#### Check your understanding:
[A] Transcribe the Bond film review from "WHAT EXACTLY DOES" up to and including "very Chandleresque end.)".
[B] Answer these questions from the Bond film review:
(i) What title does Blofeld demand from the British College of Arms?
(ii) Who now plays Blofeld?
(iii) What does Bond pocket as he walks out of the lawyer's office?
[C] List every real person the Bond film review names, leaving out fictional characters.

[Opening Text for analysis section]

WHO IS JAMES BOND?  Well, funny story, one that does not need to be recounted here.  Suffice to say, James Bond is young again, which counts for something.  He’s dapper, classy, amused and amusing, can still fight fiercely and kill without remorse.  Because the year is 1969, he’s even now anti-authoritarian, going “off the res” to get the bad guy.  Because the year is 1969, he is also deeper and more complex than before.  It’s bad enough for poor George Lazenby that he had to follow Connery, who owned the part from the first shot of him in Dr. No, but Lazenby also need to reinvent Bond as a thinking, feeling, loving human being.  He’s not unlikeable as Bond, but let’s face it, he’s not good enough to make us forget the man he refers to as “the other fella.”


There’s a scene in Act II where Bond sits in a lawyer’s office, leafing through an issue of Playboy while a machine cracks a safe for him.  That’s about all you need to know about this Bond — except that after he’s cracked the safe, he walks off pocketing the Playboy centerfold.  So: lazy, likes pornography, swipes pornography.  Goosebumps yet, ladies?

WHAT DOES THE BAD GUY WANT?  Blofeld is back, and this time he wants…a title.  Yes, you read that right.  Blofeld has concocted a virus that will wipe out all life on earth, unless the British College of Arms grants him the title of Count of Bleauchamps.  Good plan, Blofeld!  And an excellent follow-up to your gigantic, multi-billion dollar scheme to end the world by maybe starting a nuclear war by kidnapping astronauts.

There is an unfortunate lack of ticking-clock in Majesty.  Blofeld’s newest plan-to-destroy-the-world isn’t even announced until the end of Act II, and involves no rockets, explosions or nuclear bombs — just a handful of hypnotised women with perfume atomizers, which he has told them, explicitly, not to touch until he says so, which should be enough to guarantee his plan going off without at hitch.

WHAT EXACTLY DOES JAMES BOND DO TO SAVE THE WORLD?  Majesty, actually, boasts one of the most interesting scripts of the whole series.  There is an air of Raymond Chandler pervading the whole thing: Bond falls for a girl who’s “trouble,” makes a morally iffy deal with her gangster father, tradinginformation about Blofeld in exchange for agreeing to marry the girl.  He goes under cover to investigate Blofeld’s secret hideout, a development never used before in a James Bond story, as obvious as it would appear to be, and in a bizarre twist worthy of Chandler, finds that Blofeld’s secret hideout is also a not-for-profit allergy clinic for terminally horny women.  (The troubled girl also comes to a very Chandleresque end.)

HOW COOL IS THE BAD GUY?  Blofeld is now played by the demonstrably not-British Telly Savalas, who apparently got the part via appearing in The Dirty Dozen, the only movie of 1967 more successful than You Only Live Twice.  There’s nothing wrong with Telly Savalas, but he can’t compete with the manic menace of Donald Pleasance and his British accent is as poorly articulated as his plot to destroy the world: -10 points.  On the other hand, near the end of the movie, Blofeld jumps up and finally throws the fucking cat off his lap with a undignified yowl: 1 point.  1 point for the Alpine Sexy Woman Allergy Clinic, -1 for not getting Ken Adam to design it.

[Closing Text for analysis section]
[Opening Data supplied section]

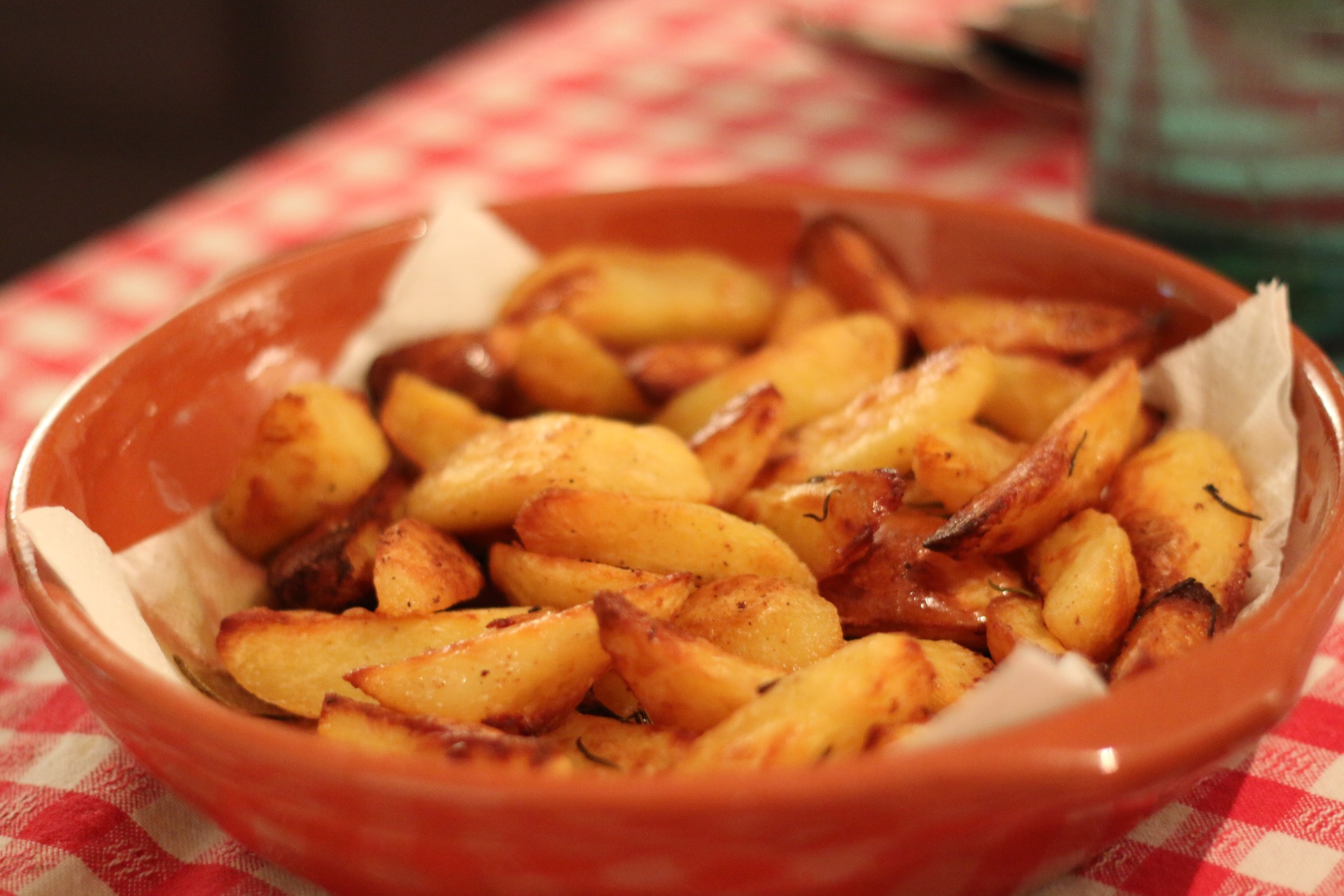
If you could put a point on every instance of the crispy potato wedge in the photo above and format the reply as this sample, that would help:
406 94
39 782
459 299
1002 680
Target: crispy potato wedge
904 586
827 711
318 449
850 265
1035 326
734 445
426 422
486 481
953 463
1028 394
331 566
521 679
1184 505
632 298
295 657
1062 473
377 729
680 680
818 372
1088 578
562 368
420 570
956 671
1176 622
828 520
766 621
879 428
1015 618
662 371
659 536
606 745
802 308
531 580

[Closing Data supplied section]
[Opening Data supplied section]

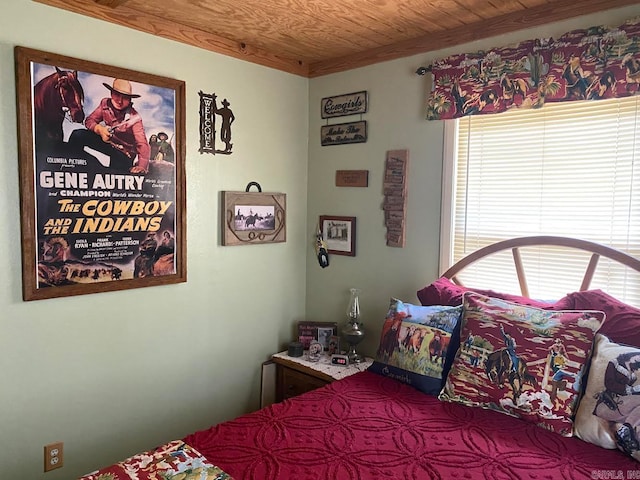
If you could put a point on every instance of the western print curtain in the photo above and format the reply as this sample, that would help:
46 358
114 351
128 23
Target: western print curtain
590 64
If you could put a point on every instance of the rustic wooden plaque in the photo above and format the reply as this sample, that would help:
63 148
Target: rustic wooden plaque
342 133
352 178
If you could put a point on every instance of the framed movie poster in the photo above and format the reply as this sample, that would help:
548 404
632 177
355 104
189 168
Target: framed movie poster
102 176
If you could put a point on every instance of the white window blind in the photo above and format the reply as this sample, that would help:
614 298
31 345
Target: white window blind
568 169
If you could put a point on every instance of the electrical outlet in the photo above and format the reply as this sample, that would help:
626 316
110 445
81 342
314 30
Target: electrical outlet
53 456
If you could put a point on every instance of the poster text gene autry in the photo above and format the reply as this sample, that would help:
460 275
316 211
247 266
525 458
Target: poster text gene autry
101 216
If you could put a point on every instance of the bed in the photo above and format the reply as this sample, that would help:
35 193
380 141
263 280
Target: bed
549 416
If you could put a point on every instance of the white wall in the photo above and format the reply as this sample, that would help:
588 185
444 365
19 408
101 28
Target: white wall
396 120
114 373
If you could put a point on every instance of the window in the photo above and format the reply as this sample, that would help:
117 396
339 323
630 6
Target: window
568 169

[Closing Data supplied section]
[Opening Data supplied section]

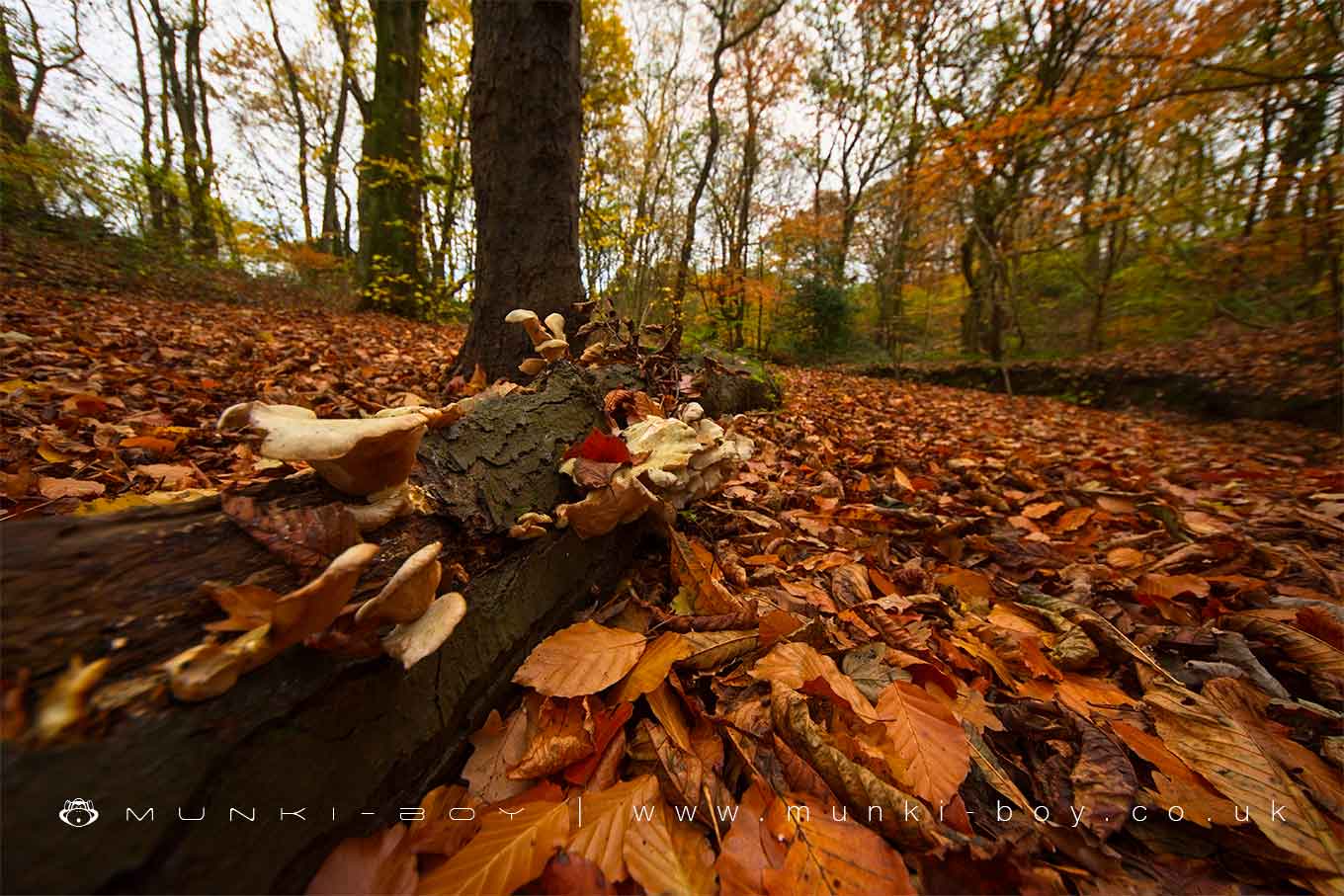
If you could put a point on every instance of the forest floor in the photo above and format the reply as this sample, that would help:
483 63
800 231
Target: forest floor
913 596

[Closing Data supplied section]

#### Exercise results:
[A]
WHAT EXACTLY DOES JAMES BOND DO TO SAVE THE WORLD?  Majesty, actually, boasts one of the most interesting scripts of the whole series.  There is an air of Raymond Chandler pervading the whole thing: Bond falls for a girl who’s “trouble,” makes a morally iffy deal with her gangster father, tradinginformation about Blofeld in exchange for agreeing to marry the girl.  He goes under cover to investigate Blofeld’s secret hideout, a development never used before in a James Bond story, as obvious as it would appear to be, and in a bizarre twist worthy of Chandler, finds that Blofeld’s secret hideout is also a not-for-profit allergy clinic for terminally horny women.  (The troubled girl also comes to a very Chandleresque end.)

[B]
(i) Count of Bleauchamps
(ii) Telly Savalas
(iii) The Playboy centerfold

[C]
George Lazenby
Connery
Raymond Chandler
Telly Savalas
Donald Pleasance
Ken Adam